--- SEITENAUSZUG ---
☆ ☆ ☆ ☆

Die primäre Krankheitslast der Kinder und Jugendlichen durch eine akute Infektion mit SARS-CoV-2 sei im Vergleich zu Erwachsenen und insbesondere zur älteren Bevölkerung zwar geringer; entsprechend seien die Hospitalisierungsrate und die Aufnahmen auf Intensivstationen und Sterblichkeit in Deutschland weitaus niedriger, heißt es in der Stellungnahme weiter. Aber auch Kinder und Jugendliche, insbesondere mit Vorerkrankungen und Risikofaktoren, könnten schwer erkranken.

PIMS: vermutlich mehr als 700 Fälle

Außer der akuten Krankheit wird bei Kindern und Jugendlichen in seltenen Fällen mehrere Wochen nach einer SARS-CoV-2-Infektion eine schwere hochfieberhafte Allgemeinerkrankung mit überschießender Entzündungsreaktion beobachtet (Pediatric Inflammatory Multisystem Syndrome (PIMS)); ein Teil der betroffenen Patienten müsse intensivmedizinisch behandelt werden. Seit Pandemiebeginn wurden im Register der Deutschen Gesellschaft für Pädiatrische Infektiologie aus über der Hälfte aller deutschen Kinderkliniken insgesamt ca. 700 PIMS-Fälle gemeldet (Stand Februar 2022). Die tatsächliche Zahl werde aufgrund der annehmbaren Untererfassung höher liegen.

☆ ☆ ☆ ☆

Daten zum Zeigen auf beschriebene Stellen
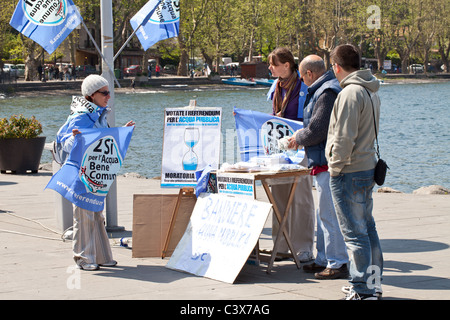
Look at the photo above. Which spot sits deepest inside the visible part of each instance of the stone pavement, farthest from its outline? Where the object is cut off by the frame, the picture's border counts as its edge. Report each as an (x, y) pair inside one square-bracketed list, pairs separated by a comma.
[(36, 264)]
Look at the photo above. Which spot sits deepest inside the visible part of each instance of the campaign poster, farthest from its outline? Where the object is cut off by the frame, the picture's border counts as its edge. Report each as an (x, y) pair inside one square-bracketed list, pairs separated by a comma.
[(221, 234), (192, 141), (258, 133)]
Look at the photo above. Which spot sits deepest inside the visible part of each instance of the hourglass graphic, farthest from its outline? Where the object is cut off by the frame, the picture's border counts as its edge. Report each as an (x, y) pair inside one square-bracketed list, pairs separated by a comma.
[(190, 159)]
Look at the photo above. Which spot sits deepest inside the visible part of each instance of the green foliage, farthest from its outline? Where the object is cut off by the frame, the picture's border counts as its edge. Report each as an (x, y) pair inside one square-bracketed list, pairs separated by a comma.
[(19, 127)]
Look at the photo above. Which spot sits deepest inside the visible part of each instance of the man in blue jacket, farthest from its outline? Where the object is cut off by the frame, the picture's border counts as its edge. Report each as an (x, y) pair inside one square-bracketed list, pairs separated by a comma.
[(323, 88)]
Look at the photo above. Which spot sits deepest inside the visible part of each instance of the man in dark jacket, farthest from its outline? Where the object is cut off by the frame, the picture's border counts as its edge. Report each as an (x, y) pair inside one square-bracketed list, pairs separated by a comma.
[(323, 88)]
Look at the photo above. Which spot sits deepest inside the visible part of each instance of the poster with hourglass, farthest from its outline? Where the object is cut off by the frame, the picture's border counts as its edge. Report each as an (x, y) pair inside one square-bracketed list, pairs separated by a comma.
[(192, 140)]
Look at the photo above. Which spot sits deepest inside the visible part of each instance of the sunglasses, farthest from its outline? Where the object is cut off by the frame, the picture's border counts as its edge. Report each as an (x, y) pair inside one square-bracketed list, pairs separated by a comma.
[(105, 93)]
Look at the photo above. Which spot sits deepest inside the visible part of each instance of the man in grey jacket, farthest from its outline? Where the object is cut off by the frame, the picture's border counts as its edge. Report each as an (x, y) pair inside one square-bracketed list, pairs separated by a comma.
[(332, 258), (351, 159)]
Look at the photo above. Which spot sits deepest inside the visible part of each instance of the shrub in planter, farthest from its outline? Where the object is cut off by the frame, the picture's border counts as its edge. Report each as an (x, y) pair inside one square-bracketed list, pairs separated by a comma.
[(20, 145)]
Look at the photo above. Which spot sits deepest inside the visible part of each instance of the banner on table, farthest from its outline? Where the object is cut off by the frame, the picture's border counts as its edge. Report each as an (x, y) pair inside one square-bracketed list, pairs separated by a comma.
[(258, 133), (157, 20), (47, 22), (96, 158), (221, 234), (192, 140)]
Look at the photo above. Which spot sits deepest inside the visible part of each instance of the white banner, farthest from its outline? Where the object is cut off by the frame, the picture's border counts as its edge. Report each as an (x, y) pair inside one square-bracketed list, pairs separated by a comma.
[(192, 140), (221, 234)]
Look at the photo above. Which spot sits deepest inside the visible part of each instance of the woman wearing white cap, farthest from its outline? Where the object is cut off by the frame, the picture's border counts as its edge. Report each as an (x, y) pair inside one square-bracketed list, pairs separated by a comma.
[(91, 247)]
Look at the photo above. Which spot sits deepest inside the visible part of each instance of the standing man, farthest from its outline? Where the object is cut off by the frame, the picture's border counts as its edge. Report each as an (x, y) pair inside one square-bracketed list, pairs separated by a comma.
[(323, 88), (351, 159)]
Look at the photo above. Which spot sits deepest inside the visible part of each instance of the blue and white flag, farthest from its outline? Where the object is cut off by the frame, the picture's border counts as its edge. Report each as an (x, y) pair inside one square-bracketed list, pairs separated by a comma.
[(96, 158), (258, 133), (46, 22), (160, 20)]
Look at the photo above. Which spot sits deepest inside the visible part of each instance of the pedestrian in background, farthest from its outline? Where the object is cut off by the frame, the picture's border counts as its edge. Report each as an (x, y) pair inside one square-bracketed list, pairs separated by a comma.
[(323, 87), (287, 95), (91, 247), (350, 152)]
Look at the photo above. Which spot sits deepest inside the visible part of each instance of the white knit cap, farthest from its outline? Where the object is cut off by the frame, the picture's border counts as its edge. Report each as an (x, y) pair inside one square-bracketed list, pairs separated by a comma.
[(92, 83)]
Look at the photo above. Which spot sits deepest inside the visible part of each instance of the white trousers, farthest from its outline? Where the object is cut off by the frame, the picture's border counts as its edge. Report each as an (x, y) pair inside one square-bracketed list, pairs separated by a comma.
[(90, 240), (301, 222)]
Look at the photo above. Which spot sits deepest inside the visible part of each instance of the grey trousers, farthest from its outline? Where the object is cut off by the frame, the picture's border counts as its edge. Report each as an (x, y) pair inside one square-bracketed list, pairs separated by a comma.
[(90, 240), (301, 222)]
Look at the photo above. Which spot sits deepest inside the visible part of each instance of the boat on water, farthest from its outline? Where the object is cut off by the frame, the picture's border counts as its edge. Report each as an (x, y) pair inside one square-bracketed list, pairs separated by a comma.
[(239, 82), (264, 82)]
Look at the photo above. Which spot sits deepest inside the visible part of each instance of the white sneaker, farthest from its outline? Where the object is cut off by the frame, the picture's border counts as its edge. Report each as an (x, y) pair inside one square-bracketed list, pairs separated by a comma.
[(348, 290), (88, 266), (305, 256), (112, 263), (355, 296)]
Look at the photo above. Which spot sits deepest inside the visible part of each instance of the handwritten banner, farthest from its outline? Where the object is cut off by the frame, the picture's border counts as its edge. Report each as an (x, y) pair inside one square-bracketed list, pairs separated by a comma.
[(236, 185), (221, 234)]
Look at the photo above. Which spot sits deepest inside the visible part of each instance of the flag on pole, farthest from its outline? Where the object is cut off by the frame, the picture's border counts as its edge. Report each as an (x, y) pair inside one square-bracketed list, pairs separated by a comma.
[(157, 20), (46, 22), (93, 164)]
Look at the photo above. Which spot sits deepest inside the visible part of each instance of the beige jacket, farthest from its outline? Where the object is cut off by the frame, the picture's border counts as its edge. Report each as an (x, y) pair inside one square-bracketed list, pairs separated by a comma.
[(351, 133)]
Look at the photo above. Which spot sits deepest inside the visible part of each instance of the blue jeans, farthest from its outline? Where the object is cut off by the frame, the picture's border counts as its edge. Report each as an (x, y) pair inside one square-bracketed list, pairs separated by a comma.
[(330, 245), (352, 196)]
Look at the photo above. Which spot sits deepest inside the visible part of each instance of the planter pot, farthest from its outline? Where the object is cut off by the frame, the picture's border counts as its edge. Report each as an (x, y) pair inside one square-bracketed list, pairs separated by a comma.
[(21, 155)]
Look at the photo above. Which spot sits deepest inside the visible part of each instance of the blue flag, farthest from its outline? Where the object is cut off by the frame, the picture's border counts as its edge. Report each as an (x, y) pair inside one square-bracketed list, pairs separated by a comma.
[(258, 133), (96, 158), (160, 20), (46, 22)]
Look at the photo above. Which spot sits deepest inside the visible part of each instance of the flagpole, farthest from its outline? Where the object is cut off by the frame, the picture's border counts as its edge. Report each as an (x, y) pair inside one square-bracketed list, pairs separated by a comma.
[(100, 52), (108, 52), (144, 21)]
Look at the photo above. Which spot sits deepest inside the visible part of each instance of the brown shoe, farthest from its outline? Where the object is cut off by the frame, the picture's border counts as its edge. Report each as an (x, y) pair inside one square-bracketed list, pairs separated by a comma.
[(313, 268), (329, 273)]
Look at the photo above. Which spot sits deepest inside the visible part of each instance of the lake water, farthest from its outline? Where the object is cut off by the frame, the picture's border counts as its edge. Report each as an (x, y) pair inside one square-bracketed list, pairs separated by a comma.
[(414, 130)]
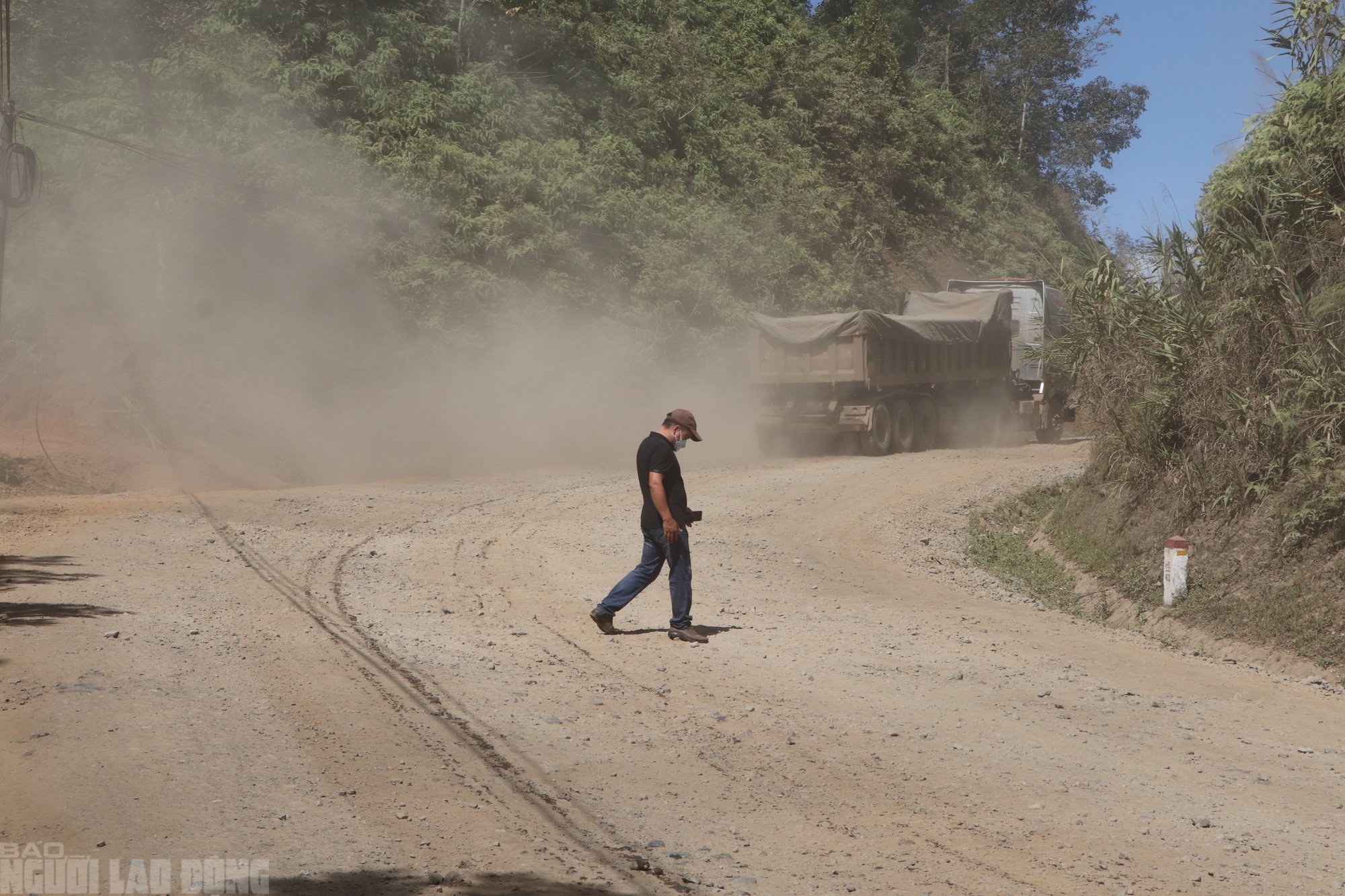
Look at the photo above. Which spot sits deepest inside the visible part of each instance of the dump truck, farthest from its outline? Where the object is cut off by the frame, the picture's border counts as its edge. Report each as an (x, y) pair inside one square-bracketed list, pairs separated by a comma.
[(942, 369), (1040, 315)]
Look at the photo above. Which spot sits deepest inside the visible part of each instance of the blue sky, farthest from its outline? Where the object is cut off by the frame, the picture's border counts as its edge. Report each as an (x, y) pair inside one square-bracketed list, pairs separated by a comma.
[(1199, 61)]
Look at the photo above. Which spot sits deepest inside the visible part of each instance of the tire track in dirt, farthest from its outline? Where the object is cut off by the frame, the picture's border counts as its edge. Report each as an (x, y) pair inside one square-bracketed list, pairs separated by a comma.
[(408, 694)]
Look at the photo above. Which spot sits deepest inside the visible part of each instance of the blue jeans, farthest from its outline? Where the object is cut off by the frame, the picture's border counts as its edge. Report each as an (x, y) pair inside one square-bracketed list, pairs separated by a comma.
[(657, 551)]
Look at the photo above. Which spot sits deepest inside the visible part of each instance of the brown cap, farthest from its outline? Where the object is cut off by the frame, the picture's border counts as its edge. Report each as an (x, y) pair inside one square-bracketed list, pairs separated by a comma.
[(685, 419)]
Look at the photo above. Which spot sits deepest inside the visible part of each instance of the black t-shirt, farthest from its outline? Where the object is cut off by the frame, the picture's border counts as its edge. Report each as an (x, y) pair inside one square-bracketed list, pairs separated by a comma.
[(657, 455)]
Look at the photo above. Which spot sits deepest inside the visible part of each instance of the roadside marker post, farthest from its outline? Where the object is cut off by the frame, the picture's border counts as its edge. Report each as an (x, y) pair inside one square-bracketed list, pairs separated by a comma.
[(1175, 569)]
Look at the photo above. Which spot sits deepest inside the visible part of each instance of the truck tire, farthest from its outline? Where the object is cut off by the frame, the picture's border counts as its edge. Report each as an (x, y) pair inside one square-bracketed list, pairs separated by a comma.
[(903, 425), (878, 442), (926, 423), (1056, 425)]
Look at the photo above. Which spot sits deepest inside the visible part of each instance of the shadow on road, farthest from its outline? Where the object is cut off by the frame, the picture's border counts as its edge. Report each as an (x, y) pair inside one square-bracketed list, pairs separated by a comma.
[(381, 884), (13, 614), (708, 630), (21, 571)]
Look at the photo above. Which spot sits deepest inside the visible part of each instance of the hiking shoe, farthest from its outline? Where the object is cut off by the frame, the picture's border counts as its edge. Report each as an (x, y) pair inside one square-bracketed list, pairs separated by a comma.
[(691, 633), (603, 620)]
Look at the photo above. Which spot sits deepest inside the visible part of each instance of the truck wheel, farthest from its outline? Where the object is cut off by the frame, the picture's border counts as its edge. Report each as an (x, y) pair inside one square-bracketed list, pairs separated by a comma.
[(903, 425), (926, 423), (878, 442), (1051, 435)]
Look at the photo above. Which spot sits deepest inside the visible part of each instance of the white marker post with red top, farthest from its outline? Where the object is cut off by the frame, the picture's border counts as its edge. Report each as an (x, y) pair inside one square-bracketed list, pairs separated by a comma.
[(1175, 569)]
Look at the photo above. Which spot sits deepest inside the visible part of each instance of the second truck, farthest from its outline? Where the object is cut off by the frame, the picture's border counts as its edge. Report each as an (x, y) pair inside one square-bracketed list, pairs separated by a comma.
[(954, 365)]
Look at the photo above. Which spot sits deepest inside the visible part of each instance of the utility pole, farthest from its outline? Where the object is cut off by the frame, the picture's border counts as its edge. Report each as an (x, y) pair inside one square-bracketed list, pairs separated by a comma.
[(9, 115), (7, 118), (1023, 128)]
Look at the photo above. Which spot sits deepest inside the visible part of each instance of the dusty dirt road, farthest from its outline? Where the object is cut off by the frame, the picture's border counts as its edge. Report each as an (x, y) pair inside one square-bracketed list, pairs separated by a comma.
[(362, 685)]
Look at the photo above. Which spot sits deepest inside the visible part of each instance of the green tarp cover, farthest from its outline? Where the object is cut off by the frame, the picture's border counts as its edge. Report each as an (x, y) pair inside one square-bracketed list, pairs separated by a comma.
[(942, 318)]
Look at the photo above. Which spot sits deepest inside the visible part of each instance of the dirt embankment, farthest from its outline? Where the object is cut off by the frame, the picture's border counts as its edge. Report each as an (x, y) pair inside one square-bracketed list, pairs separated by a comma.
[(369, 684)]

☆ ☆ ☆ ☆

--- DEINE AUFGABEN ---
a – Übertrage aus dem Seitenauszug den Abschnitt von "Außer der akuten" bis "Untererfassung höher liegen." buchstabengetreu.
b – Beantworte anhand des Seitenauszugs diese Fragen:
(i) Welche Kinder und Jugendlichen können laut dem Auszug insbesondere schwer erkranken?
(ii) Wie lange nach einer SARS-CoV-2-Infektion wird PIMS beobachtet?
(iii) Wie viele PIMS-Fälle wurden seit Pandemiebeginn im Register gemeldet?
c – Fasse den Seitenauszug in zwei Sätzen zusammen.

--- ERWARTETE AUSGABEN ---
a –
Außer der akuten Krankheit wird bei Kindern und Jugendlichen in seltenen Fällen mehrere Wochen nach einer SARS-CoV-2-Infektion eine schwere hochfieberhafte Allgemeinerkrankung mit überschießender Entzündungsreaktion beobachtet (Pediatric Inflammatory Multisystem Syndrome (PIMS)); ein Teil der betroffenen Patienten müsse intensivmedizinisch behandelt werden. Seit Pandemiebeginn wurden im Register der Deutschen Gesellschaft für Pädiatrische Infektiologie aus über der Hälfte aller deutschen Kinderkliniken insgesamt ca. 700 PIMS-Fälle gemeldet (Stand Februar 2022). Die tatsächliche Zahl werde aufgrund der annehmbaren Untererfassung höher liegen.

b –
(i) Kinder und Jugendliche mit Vorerkrankungen und Risikofaktoren.
(ii) Mehrere Wochen danach.
(iii) Insgesamt ca. 700 (Stand Februar 2022).

c – Die Krankheitslast durch eine akute SARS-CoV-2-Infektion ist bei Kindern und Jugendlichen geringer als bei Erwachsenen, doch können auch sie schwer erkranken, insbesondere mit Vorerkrankungen und Risikofaktoren. In seltenen Fällen tritt mehrere Wochen nach der Infektion die schwere Entzündungserkrankung PIMS auf; seit Pandemiebeginn wurden ca. 700 Fälle gemeldet, und die tatsächliche Zahl werde wegen Untererfassung höher liegen.